▶ _DESCRIPTION OF THE TASK_
Locate every line in the records below that contains the string "like", and copy each of those lines. Case matters when matching.

▶ _RAW DATA_
##############################
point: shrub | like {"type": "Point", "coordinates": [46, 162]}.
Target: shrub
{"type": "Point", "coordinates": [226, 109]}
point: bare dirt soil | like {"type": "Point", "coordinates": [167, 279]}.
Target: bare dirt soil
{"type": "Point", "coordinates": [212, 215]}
##############################
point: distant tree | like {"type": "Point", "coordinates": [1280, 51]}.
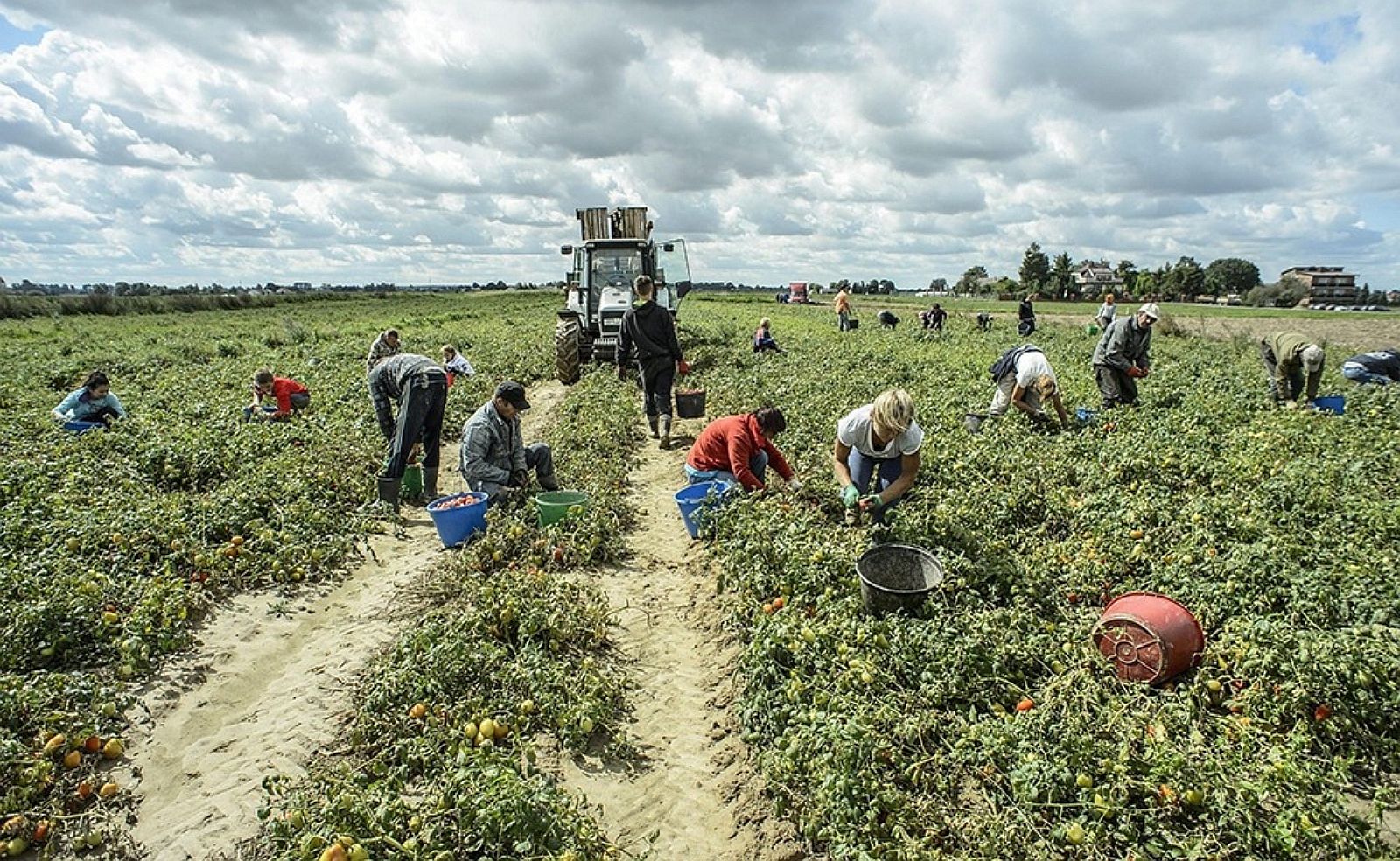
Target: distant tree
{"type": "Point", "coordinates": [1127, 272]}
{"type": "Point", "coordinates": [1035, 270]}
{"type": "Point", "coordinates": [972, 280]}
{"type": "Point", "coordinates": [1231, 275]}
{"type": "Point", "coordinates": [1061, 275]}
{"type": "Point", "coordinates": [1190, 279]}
##############################
▶ _RESPONSE TO THIS TASK_
point: shrub | like {"type": "Point", "coordinates": [46, 162]}.
point: bare dirt soil | like {"type": "Point", "coordinates": [167, 279]}.
point: distant tree | like {"type": "Point", "coordinates": [1280, 51]}.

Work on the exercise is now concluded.